_Aangeleverde tekst_
■ ■ ■ ■ ■ ■ ■

Tijd werd niet altijd opgevat als lineair en onveranderlijk, maar kon alleen zo opgevat worden sinds de verlichting toen denkers toegang kregen tot accurate pendules die niet continu onderhouden hoefden te worden en niet gevoelig waren voor weersomstandigheden. Beschouwd als een soort inloopklok, kan Network time een gelijksoortige kracht toegekend krijgen om onze ervaringen en ons begrip van tijd te beïnvloeden. In tegenstelling tot onze opvatting van tijd als iets dat lineair voortschrijdt, is Network Time zo vatbaar voor inmenging dat een groeiende hoeveelheid individuele reacties uiteindelijk het visuele effect van anderen ongedaan maken. Hoe meer data uitgewisseld wordt, hoe sneller de lampen gaan flikkeren en hoe moeilijker het wordt onderscheid te maken tussen individuele flikkeringen. Door te suggereren dat de vierde dimensie zeer buigzaam is, roept Spiros Hadjidjanos een concept van tijd op dat overeenkomt met de paradoxale vermogens van het internet om de individu macht te geven en tegelijk onzichtbaar te maken. In Network Time lijkt tijd aan iedereen z'n kant te staan, tegelijkertijd.

■ ■ ■ ■ ■ ■ ■

_Gegeven opdracht A_
Werk de rijen bij vanaf het begin tot en met de regel met "[96,110,127,150]": vervang daarin "detect_objects" door "find_objects" en laat al het andere ongewijzigd.
De tekst en de rijen staan los van elkaar.

_Een blok gegevens_
■ ■ ■ ■ ■ ■ ■

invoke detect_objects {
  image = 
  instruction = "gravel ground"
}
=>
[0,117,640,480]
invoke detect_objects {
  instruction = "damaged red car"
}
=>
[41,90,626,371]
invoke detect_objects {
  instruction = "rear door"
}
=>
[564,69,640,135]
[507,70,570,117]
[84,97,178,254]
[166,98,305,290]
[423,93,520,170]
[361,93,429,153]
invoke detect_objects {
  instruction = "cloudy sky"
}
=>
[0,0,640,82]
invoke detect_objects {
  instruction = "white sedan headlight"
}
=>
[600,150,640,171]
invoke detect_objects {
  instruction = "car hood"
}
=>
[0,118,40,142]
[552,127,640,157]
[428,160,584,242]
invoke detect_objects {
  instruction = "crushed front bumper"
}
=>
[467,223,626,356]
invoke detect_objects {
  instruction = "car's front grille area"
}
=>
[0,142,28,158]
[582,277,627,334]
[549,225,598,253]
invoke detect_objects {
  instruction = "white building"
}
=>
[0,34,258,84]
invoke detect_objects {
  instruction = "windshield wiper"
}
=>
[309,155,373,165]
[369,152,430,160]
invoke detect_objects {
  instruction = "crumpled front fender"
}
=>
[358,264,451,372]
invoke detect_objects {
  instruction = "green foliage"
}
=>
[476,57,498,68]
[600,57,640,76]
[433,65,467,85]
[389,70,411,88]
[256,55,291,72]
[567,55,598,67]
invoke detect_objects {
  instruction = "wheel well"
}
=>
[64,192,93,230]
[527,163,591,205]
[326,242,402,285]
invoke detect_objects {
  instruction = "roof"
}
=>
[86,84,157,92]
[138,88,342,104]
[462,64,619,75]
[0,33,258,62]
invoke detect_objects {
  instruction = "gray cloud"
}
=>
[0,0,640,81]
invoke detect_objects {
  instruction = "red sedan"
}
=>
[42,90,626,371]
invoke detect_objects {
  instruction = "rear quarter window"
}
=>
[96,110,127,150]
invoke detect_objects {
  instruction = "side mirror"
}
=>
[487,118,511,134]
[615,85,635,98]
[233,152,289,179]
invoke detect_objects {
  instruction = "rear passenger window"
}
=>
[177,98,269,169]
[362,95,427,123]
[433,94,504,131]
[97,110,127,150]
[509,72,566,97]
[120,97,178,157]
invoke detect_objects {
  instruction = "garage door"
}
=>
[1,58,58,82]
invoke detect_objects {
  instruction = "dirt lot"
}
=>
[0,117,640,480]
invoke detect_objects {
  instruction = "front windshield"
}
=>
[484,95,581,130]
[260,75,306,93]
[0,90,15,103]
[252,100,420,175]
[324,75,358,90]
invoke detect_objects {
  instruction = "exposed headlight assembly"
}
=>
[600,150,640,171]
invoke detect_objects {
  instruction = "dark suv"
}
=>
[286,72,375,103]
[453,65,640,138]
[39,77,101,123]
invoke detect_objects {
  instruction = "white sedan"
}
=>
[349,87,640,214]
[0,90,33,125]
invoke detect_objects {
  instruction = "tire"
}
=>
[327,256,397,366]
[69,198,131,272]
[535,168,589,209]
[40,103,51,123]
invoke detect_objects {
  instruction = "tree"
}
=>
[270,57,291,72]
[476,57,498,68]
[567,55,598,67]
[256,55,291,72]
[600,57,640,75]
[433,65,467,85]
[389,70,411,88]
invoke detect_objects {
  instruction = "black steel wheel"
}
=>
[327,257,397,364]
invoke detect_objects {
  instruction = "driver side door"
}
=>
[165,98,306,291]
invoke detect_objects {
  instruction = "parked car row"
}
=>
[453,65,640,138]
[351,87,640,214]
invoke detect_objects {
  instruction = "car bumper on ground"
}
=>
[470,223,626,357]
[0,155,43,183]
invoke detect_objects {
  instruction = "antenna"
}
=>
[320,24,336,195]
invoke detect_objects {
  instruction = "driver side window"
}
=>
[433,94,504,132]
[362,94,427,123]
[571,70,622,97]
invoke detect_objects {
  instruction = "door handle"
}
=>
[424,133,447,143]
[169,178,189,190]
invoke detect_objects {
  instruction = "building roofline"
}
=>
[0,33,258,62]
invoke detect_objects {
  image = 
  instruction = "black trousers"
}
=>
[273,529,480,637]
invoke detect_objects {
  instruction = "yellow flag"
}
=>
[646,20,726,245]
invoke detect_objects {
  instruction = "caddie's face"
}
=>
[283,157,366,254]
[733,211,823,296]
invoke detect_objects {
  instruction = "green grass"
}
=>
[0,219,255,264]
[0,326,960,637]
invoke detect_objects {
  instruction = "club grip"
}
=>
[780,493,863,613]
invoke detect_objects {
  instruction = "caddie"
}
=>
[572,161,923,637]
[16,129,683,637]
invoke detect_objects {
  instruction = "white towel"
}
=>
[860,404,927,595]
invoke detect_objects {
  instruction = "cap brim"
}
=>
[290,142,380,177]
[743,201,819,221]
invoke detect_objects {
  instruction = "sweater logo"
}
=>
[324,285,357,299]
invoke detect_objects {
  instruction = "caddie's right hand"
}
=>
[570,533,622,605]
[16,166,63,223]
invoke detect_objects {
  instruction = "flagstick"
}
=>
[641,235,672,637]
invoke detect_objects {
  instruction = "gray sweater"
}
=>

■ ■ ■ ■ ■ ■ ■

_Gegeven opdracht B_
Zet de tekst over Network Time voort na de laatste zin.

_Uitvoer A_
invoke find_objects {
  image = 
  instruction = "gravel ground"
}
=>
[0,117,640,480]
invoke find_objects {
  instruction = "damaged red car"
}
=>
[41,90,626,371]
invoke find_objects {
  instruction = "rear door"
}
=>
[564,69,640,135]
[507,70,570,117]
[84,97,178,254]
[166,98,305,290]
[423,93,520,170]
[361,93,429,153]
invoke find_objects {
  instruction = "cloudy sky"
}
=>
[0,0,640,82]
invoke find_objects {
  instruction = "white sedan headlight"
}
=>
[600,150,640,171]
invoke find_objects {
  instruction = "car hood"
}
=>
[0,118,40,142]
[552,127,640,157]
[428,160,584,242]
invoke find_objects {
  instruction = "crushed front bumper"
}
=>
[467,223,626,356]
invoke find_objects {
  instruction = "car's front grille area"
}
=>
[0,142,28,158]
[582,277,627,334]
[549,225,598,253]
invoke find_objects {
  instruction = "white building"
}
=>
[0,34,258,84]
invoke find_objects {
  instruction = "windshield wiper"
}
=>
[309,155,373,165]
[369,152,430,160]
invoke find_objects {
  instruction = "crumpled front fender"
}
=>
[358,264,451,372]
invoke find_objects {
  instruction = "green foliage"
}
=>
[476,57,498,68]
[600,57,640,76]
[433,65,467,85]
[389,70,411,88]
[256,55,291,72]
[567,55,598,67]
invoke find_objects {
  instruction = "wheel well"
}
=>
[64,192,93,230]
[527,163,591,205]
[326,242,402,285]
invoke find_objects {
  instruction = "roof"
}
=>
[86,84,157,92]
[138,88,342,104]
[462,64,619,75]
[0,33,258,62]
invoke find_objects {
  instruction = "gray cloud"
}
=>
[0,0,640,81]
invoke find_objects {
  instruction = "red sedan"
}
=>
[42,90,626,371]
invoke find_objects {
  instruction = "rear quarter window"
}
=>
[96,110,127,150]

_Uitvoer B_
http://www.spiroshadjidjanos.net/


GANG

te zien: 27 juli tot het eind
Metahaven & Jonas Staal
Nulpunt (0.

Nulpunt, de meest recente toevoeging aan de steeds uitbreidende tentoonstelling Yes, we're open gaat in op het streven naar een democratie zonder geheimen. Net als de werken van !Mediengruppe Bitnik en Martijn Engelbregt is dit werk nadrukkelijk politiek van aard en adresseert het onderwerpen als het binnen- en buitensluiten van mensen en groepen en de (on)toegankelijkheid van informatie.

De kunstenaar Jonas Staal en ontwerpstudio Metahaven hebben samen Nulpunt opgezet. Deze FOI (Freedom of Information) website is een combinatie van Wikileaks en sociale media. Nulpunt verzamelt alle documenten die door de Nederlandse overheid en publieke sector worden geproduceerd in een online database. Gebruikers kunnen vervolgens deze informatiestroom doorzoeken, commentaar leveren op documenten en deze delen.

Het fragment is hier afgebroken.